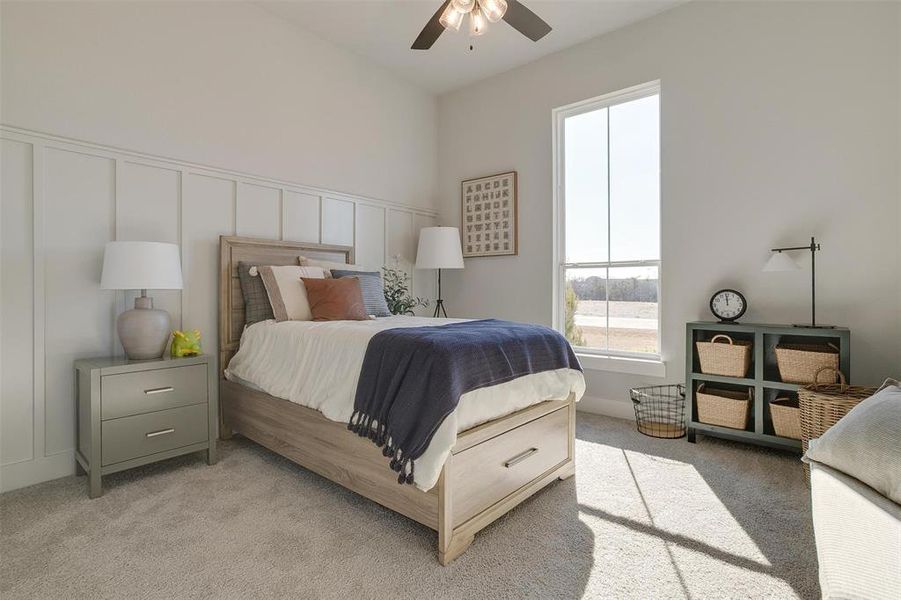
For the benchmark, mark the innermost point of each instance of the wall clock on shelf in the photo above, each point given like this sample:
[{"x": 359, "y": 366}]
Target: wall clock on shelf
[{"x": 728, "y": 305}]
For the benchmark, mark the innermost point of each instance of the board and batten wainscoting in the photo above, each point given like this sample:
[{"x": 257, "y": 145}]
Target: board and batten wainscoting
[{"x": 63, "y": 199}]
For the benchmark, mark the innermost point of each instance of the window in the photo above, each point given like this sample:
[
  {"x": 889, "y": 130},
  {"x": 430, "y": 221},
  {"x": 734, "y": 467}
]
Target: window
[{"x": 607, "y": 209}]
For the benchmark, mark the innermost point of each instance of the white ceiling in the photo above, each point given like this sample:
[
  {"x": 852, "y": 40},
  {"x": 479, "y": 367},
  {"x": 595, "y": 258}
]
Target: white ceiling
[{"x": 382, "y": 31}]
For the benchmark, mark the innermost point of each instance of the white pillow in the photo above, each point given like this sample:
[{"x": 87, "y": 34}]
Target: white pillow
[
  {"x": 328, "y": 265},
  {"x": 286, "y": 291},
  {"x": 866, "y": 443}
]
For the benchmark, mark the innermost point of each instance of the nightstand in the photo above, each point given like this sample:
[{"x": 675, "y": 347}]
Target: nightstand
[{"x": 131, "y": 413}]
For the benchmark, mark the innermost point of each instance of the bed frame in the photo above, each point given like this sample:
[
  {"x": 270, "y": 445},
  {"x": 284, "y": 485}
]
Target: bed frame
[{"x": 491, "y": 469}]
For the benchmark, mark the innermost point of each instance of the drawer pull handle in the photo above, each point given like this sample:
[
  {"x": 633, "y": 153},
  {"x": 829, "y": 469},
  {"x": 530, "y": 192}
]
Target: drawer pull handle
[
  {"x": 159, "y": 390},
  {"x": 520, "y": 457},
  {"x": 161, "y": 432}
]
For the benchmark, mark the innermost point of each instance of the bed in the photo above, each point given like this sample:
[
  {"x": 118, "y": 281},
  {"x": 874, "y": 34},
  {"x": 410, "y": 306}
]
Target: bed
[{"x": 489, "y": 469}]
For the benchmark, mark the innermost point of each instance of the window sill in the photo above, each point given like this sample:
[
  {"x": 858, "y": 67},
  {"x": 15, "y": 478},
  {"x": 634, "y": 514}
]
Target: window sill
[{"x": 619, "y": 364}]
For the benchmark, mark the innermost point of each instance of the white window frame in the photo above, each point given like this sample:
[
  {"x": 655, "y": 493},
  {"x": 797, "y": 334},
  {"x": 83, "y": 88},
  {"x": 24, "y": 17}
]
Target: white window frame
[{"x": 604, "y": 359}]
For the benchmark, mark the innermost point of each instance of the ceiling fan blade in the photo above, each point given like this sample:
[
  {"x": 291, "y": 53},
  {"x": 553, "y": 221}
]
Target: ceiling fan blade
[
  {"x": 525, "y": 21},
  {"x": 432, "y": 30}
]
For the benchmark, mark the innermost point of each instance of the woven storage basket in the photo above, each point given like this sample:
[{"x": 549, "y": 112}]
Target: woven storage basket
[
  {"x": 731, "y": 359},
  {"x": 799, "y": 363},
  {"x": 725, "y": 408},
  {"x": 786, "y": 416},
  {"x": 823, "y": 404}
]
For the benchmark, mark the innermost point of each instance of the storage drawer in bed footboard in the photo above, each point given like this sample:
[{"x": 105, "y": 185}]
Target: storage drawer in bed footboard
[{"x": 490, "y": 471}]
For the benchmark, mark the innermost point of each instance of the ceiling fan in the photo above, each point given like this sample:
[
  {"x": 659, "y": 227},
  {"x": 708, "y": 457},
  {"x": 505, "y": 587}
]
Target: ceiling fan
[{"x": 450, "y": 15}]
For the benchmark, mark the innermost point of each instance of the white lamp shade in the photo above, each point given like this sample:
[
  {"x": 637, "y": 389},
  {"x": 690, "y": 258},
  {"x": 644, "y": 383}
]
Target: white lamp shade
[
  {"x": 141, "y": 266},
  {"x": 439, "y": 248},
  {"x": 780, "y": 261}
]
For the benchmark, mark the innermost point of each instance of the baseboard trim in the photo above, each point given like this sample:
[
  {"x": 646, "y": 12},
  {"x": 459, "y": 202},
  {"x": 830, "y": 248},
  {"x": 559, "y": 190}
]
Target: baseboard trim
[
  {"x": 603, "y": 406},
  {"x": 30, "y": 472}
]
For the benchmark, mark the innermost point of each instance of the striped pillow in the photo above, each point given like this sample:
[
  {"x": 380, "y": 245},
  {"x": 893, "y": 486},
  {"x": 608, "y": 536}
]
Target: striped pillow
[{"x": 372, "y": 288}]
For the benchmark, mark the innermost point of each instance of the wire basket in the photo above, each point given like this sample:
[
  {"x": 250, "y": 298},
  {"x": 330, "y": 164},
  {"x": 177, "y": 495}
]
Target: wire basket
[{"x": 660, "y": 410}]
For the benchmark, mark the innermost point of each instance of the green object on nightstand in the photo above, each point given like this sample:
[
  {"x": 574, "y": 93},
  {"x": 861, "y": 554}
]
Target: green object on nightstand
[
  {"x": 131, "y": 413},
  {"x": 185, "y": 343},
  {"x": 763, "y": 378}
]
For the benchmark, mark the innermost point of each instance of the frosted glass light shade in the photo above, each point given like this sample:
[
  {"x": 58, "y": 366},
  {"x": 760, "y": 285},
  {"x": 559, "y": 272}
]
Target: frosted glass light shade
[
  {"x": 477, "y": 22},
  {"x": 439, "y": 248},
  {"x": 451, "y": 18},
  {"x": 780, "y": 261},
  {"x": 494, "y": 9},
  {"x": 141, "y": 266}
]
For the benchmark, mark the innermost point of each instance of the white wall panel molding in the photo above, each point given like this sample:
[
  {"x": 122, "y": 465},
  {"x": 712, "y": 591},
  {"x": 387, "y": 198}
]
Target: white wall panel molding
[
  {"x": 71, "y": 197},
  {"x": 28, "y": 136}
]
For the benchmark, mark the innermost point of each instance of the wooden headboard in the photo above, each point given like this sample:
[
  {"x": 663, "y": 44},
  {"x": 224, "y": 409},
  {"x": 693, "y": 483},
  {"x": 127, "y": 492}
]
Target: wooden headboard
[{"x": 233, "y": 250}]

====

Task requirements :: Quote the records above exactly, leaving out any pictures.

Worked answer ::
For the benchmark, mark the innermost point of each instance of the wall clock on shelf in the photo above, each point given like this sample:
[{"x": 359, "y": 366}]
Target: wall clock on shelf
[{"x": 728, "y": 305}]
For the benchmark, mark the innermost point of each instance of the board and batten wainscoting in the photo above, each point given like this sample:
[{"x": 257, "y": 145}]
Target: board and batten wainscoting
[{"x": 63, "y": 199}]
For the benchmark, mark the innermost point of each instance of the window in the photo above, each point given like this sample:
[
  {"x": 889, "y": 130},
  {"x": 430, "y": 221},
  {"x": 734, "y": 467}
]
Target: window
[{"x": 607, "y": 209}]
For the benchmark, mark the innermost point of each instance of the white ceiling in the photo above, each point given like this sample:
[
  {"x": 852, "y": 40},
  {"x": 479, "y": 367},
  {"x": 595, "y": 258}
]
Target: white ceiling
[{"x": 382, "y": 31}]
For the benchmark, mark the innermost point of each instance of the white pillow in the photo above, each point given like this sample:
[{"x": 87, "y": 34}]
Target: white pillow
[
  {"x": 328, "y": 265},
  {"x": 286, "y": 291},
  {"x": 866, "y": 443}
]
For the benchmark, mark the innermost point of each instance of the nightstand in the photo above, each point given like this sample:
[{"x": 675, "y": 347}]
Target: nightstand
[{"x": 131, "y": 413}]
For the benchmark, mark the innermost point of each instance of the bed frame in the photo above, each point given like this sample:
[
  {"x": 270, "y": 445},
  {"x": 284, "y": 485}
]
Target: bed frame
[{"x": 491, "y": 469}]
For the benchmark, mark the innermost point of each instance of the drawer pull handle in the photo above, each point given like this sample:
[
  {"x": 633, "y": 153},
  {"x": 829, "y": 469},
  {"x": 530, "y": 192}
]
Target: drawer pull handle
[
  {"x": 159, "y": 390},
  {"x": 520, "y": 457},
  {"x": 161, "y": 432}
]
For the benchmark, mark the innermost point of each instance of the bed in the photo above, each point given like this sample:
[
  {"x": 118, "y": 281},
  {"x": 874, "y": 34},
  {"x": 410, "y": 306}
]
Target: bed
[{"x": 489, "y": 469}]
For the benchmark, mark the innermost point of each instance of the window sill in the photo above, each point given like this sample:
[
  {"x": 858, "y": 67},
  {"x": 15, "y": 478},
  {"x": 634, "y": 514}
]
Target: window sill
[{"x": 619, "y": 364}]
For the benchmark, mark the innermost point of each instance of the white window frame in the photo above, each point given like this sample:
[
  {"x": 655, "y": 493},
  {"x": 797, "y": 334},
  {"x": 83, "y": 88},
  {"x": 24, "y": 17}
]
Target: white window frame
[{"x": 604, "y": 359}]
For the benchmark, mark the innermost point of each instance of the ceiling fan blade in the photo above, each point given like this sample:
[
  {"x": 291, "y": 53},
  {"x": 553, "y": 221}
]
Target: ceiling fan blade
[
  {"x": 525, "y": 21},
  {"x": 432, "y": 30}
]
For the benchmark, mark the innermost point of each instance of the woven storage basket in the photo above, each point given like this sample:
[{"x": 549, "y": 112}]
Target: woven storage basket
[
  {"x": 731, "y": 359},
  {"x": 799, "y": 363},
  {"x": 725, "y": 408},
  {"x": 786, "y": 416},
  {"x": 823, "y": 404}
]
For the benchmark, mark the innermost point of each instance of the storage drawer in bed footboard in the photo above, each point given like this sample:
[{"x": 105, "y": 185}]
Target: storage drawer in bed footboard
[{"x": 490, "y": 471}]
For the benchmark, mark the innermost point of each instance of the ceiling fan in the photo above, each point given like this sample:
[
  {"x": 659, "y": 227},
  {"x": 708, "y": 457},
  {"x": 505, "y": 587}
]
Target: ceiling fan
[{"x": 450, "y": 15}]
For the benchmark, mark the innermost point of each instance of the white lamp shade in the photo above, each point given like this sample:
[
  {"x": 637, "y": 389},
  {"x": 690, "y": 258},
  {"x": 644, "y": 383}
]
Target: white lamp shade
[
  {"x": 141, "y": 266},
  {"x": 439, "y": 248},
  {"x": 780, "y": 261}
]
For the benchmark, mark the innermost point of each instance of the baseboard trim in the photo above, each point given like this sample:
[
  {"x": 646, "y": 12},
  {"x": 459, "y": 202},
  {"x": 830, "y": 248},
  {"x": 559, "y": 190}
]
Target: baseboard trim
[
  {"x": 603, "y": 406},
  {"x": 30, "y": 472}
]
For the benchmark, mark the innermost point of each instance of the striped pillow in the photo above, each point given like this sample:
[
  {"x": 380, "y": 245},
  {"x": 893, "y": 486},
  {"x": 608, "y": 536}
]
Target: striped pillow
[{"x": 372, "y": 288}]
For the benchmark, mark the innermost point of each instance of the wire basket in the photo above, each point given like this sample:
[
  {"x": 250, "y": 298},
  {"x": 330, "y": 164},
  {"x": 177, "y": 495}
]
Target: wire basket
[{"x": 660, "y": 410}]
For the benchmark, mark the innermost point of each instance of the green object on nightstand in the photo above, each point given like this sample:
[
  {"x": 574, "y": 93},
  {"x": 861, "y": 554}
]
Target: green object on nightstand
[
  {"x": 131, "y": 413},
  {"x": 185, "y": 343},
  {"x": 763, "y": 378}
]
For the benchmark, mark the innermost point of each instance of the frosted glass light shade in the photo above, each point given like this sample:
[
  {"x": 58, "y": 366},
  {"x": 760, "y": 285},
  {"x": 559, "y": 272}
]
Target: frosted glass light shade
[
  {"x": 477, "y": 22},
  {"x": 439, "y": 248},
  {"x": 451, "y": 18},
  {"x": 780, "y": 261},
  {"x": 494, "y": 9},
  {"x": 141, "y": 266}
]
For the benchmark, mark the innermost point of each instance of the white wall panel molding in the photo above, each point given like this sample:
[
  {"x": 122, "y": 465},
  {"x": 712, "y": 591},
  {"x": 387, "y": 198}
]
Target: white wall panel molding
[
  {"x": 71, "y": 197},
  {"x": 28, "y": 136}
]
For the benchmark, mark the innermost point of each instance of the wooden headboard in the photo above, each point given like this sample:
[
  {"x": 663, "y": 44},
  {"x": 224, "y": 409},
  {"x": 693, "y": 483},
  {"x": 127, "y": 492}
]
Target: wooden headboard
[{"x": 233, "y": 250}]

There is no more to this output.